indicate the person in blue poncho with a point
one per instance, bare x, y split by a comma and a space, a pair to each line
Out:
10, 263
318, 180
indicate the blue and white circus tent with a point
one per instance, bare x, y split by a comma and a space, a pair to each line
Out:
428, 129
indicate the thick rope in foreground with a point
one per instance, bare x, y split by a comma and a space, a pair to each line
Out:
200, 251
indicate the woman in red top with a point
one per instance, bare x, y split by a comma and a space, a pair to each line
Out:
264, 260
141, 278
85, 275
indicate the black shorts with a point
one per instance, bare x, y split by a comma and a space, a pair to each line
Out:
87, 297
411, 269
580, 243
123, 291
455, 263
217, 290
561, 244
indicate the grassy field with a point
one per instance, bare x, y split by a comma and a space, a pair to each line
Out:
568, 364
########
> **Work required**
Recast every line of the rows above as a single numbered list, leaving out any blank lines.

> **Written response**
1. indicate the person in blue poncho with a point
2. one per instance, bare x, y split by a comma and a space, a pair to each line
3. Out:
4. 10, 263
5. 318, 180
6. indicate the blue and white circus tent with a point
7. one per instance, bare x, y split by a comma and a space, a pair to each line
8. Out:
9. 428, 129
10. indicate the thick rope in foreground with a point
11. one per instance, bare x, y split by a comma and a space, a pair to each line
12. Out:
13. 200, 251
14. indicate the woman in red top with a point
15. one per instance, bare x, y split by a comma and a space, a pair to each line
16. Out:
17. 264, 260
18. 141, 278
19. 85, 275
20. indicate the black shorts with a point
21. one per instance, bare x, y split by a comma and a space, a pair to each line
22. Out:
23. 87, 297
24. 411, 269
25. 580, 243
26. 123, 291
27. 455, 263
28. 217, 290
29. 561, 244
30. indicate the grassy field with a point
31. one per instance, bare x, y split by a comma and a space, a pair to each line
32. Out:
33. 568, 364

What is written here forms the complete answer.